■ **THE EXERCISE**
Copy out only the lines of the material starting with the line containing "Find the bounding region for the coastline" and going on through the line containing "[11,100,297,202]", keeping the request lines as they are. Rescale every box coordinate in the answers by multiplying it by 1.15 and rounding to a whole number, with halves rounded up.

--- START OF INPUT MATERIAL ---

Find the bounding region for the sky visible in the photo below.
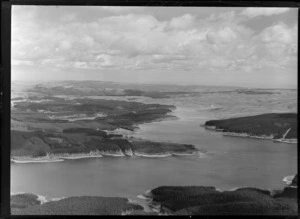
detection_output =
[11,5,298,88]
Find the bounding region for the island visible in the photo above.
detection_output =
[11,94,203,163]
[204,113,298,143]
[11,175,298,216]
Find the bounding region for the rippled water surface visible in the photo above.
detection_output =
[11,90,297,201]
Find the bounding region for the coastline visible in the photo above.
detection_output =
[10,148,198,164]
[201,125,298,144]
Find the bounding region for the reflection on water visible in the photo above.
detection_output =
[11,100,297,202]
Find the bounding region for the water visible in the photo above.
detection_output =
[11,100,297,200]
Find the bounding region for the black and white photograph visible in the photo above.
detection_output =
[8,5,298,216]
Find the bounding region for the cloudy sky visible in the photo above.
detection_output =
[11,6,298,88]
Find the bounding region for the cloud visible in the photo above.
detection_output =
[241,8,290,18]
[12,7,297,76]
[170,14,195,29]
[100,6,143,13]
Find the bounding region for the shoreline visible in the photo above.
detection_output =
[201,125,298,144]
[10,148,202,164]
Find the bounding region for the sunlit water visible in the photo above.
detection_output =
[11,93,297,203]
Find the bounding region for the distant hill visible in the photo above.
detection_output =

--- END OF INPUT MATERIAL ---

■ **COMPLETE RESPONSE**
Find the bounding region for the coastline visible in the photo above.
detection_output =
[12,170,228,189]
[231,144,343,166]
Find the bounding region for the reflection on water visible in the photo above.
detection_output =
[13,115,342,232]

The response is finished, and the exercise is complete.